:: Records supplied

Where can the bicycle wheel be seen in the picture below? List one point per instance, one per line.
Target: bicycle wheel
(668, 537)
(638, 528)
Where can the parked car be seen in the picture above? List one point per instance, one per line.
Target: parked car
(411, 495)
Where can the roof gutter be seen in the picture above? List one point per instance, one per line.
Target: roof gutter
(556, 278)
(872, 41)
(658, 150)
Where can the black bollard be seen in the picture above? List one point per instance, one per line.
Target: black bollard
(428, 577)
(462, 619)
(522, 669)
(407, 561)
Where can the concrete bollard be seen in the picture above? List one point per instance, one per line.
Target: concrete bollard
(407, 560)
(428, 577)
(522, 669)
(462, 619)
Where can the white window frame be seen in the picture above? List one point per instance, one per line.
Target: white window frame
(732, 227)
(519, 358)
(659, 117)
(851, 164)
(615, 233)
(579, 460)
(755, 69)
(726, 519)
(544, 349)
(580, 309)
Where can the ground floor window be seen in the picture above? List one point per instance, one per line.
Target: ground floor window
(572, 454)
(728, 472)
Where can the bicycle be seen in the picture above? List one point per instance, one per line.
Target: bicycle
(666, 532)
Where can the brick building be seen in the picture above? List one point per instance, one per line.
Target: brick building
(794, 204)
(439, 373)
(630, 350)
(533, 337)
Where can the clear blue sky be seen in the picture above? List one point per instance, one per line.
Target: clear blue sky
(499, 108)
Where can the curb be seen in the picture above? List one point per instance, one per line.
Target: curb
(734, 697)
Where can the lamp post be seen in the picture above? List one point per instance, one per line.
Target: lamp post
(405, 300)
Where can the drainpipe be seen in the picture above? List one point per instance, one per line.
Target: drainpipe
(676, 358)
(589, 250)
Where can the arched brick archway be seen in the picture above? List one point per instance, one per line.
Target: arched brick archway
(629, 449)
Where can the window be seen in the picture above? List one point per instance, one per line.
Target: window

::::

[Exercise description] From the records above, retype only the lines starting at the line that contains "Target: black bollard" and ending at the line that contains "Where can the arched", both included.

[Exercise answer]
Target: black bollard
(428, 577)
(462, 619)
(522, 669)
(407, 561)
Where can the concrete bollard be seen in the picture above? List one point per instance, one per line.
Target: concrete bollard
(407, 560)
(428, 577)
(522, 669)
(462, 619)
Where can the white window frame be seen in the picture above? List one point per instance, one per line.
Target: white window frame
(732, 227)
(519, 358)
(659, 117)
(851, 164)
(615, 233)
(579, 460)
(755, 69)
(726, 519)
(544, 349)
(580, 309)
Where can the ground floor window be seen in the picture above? List one point per instance, one per line.
Target: ground floor window
(572, 454)
(728, 472)
Where can the bicycle be seen in the picture above? List one point per instance, one per line.
Target: bicycle
(666, 532)
Where can the brick building be seen in the picture above? List one point per instance, one per line.
Target: brick building
(794, 204)
(439, 373)
(630, 350)
(533, 337)
Where can the clear blue sky be seen in the picture above? List one point per instance, one per line.
Target: clear blue sky
(499, 108)
Where can the curb be seen in the picture above? List one point per instance, one per line.
Target: curb
(734, 697)
Where can the lamp post be seen in the picture above? List one point per instance, one per line.
Target: lamp post
(405, 300)
Where can the drainpipe be seen in the picture above? List one point per instance, one per line.
Target: drainpipe
(676, 358)
(589, 250)
Where can the arched brick archway be seen in the picture above? List one point per instance, one per line.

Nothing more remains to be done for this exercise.